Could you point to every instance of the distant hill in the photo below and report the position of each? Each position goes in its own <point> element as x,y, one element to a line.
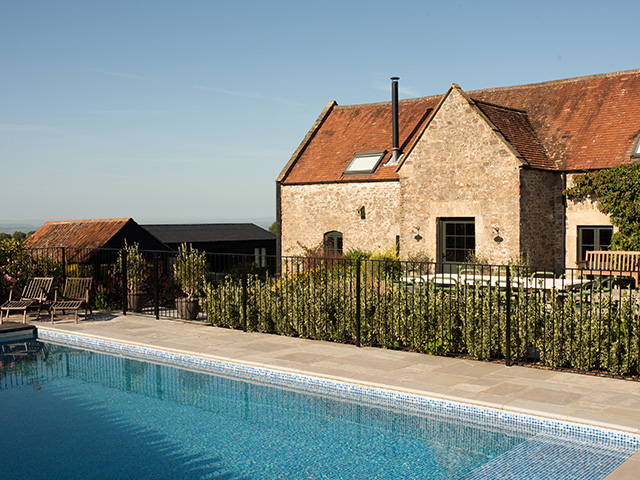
<point>18,227</point>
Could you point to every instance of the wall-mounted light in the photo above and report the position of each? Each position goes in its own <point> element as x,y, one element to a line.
<point>496,232</point>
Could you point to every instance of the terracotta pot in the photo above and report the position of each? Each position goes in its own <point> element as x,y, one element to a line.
<point>135,301</point>
<point>188,308</point>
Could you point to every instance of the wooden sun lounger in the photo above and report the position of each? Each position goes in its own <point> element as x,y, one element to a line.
<point>75,296</point>
<point>34,295</point>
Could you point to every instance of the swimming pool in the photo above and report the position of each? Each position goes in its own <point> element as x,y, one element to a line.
<point>87,413</point>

--*--

*REQUIREMENTS*
Update the lines above by changing "terracotta pot" to "clay planter" and leaving everything else as it is. Omit the picture from your version.

*FINAL RESULT*
Could you point to every instance of the distant hill in the photo below and report the position of each? Each position goes in its own <point> element as x,y, one element to a line.
<point>18,227</point>
Could you point to every instance of the wall-mounted light in the photo above and report the position of each? Each position goes in its own <point> element as x,y, one element to a line.
<point>496,232</point>
Could you point to every instance of the clay planter in the photo above and report the position of each? Each position goes in its own <point> element as x,y, one element to a line.
<point>135,301</point>
<point>188,308</point>
Could you point to every instance of the wooden sun lounger in the photo above and report the position of each? Each position goes in its own <point> element as x,y, one element to a line.
<point>75,296</point>
<point>34,295</point>
Could you point to every instance of the swimming pool in the photo above and report the position of each? Each position goes in its own <point> element as x,y, one element to a line.
<point>87,413</point>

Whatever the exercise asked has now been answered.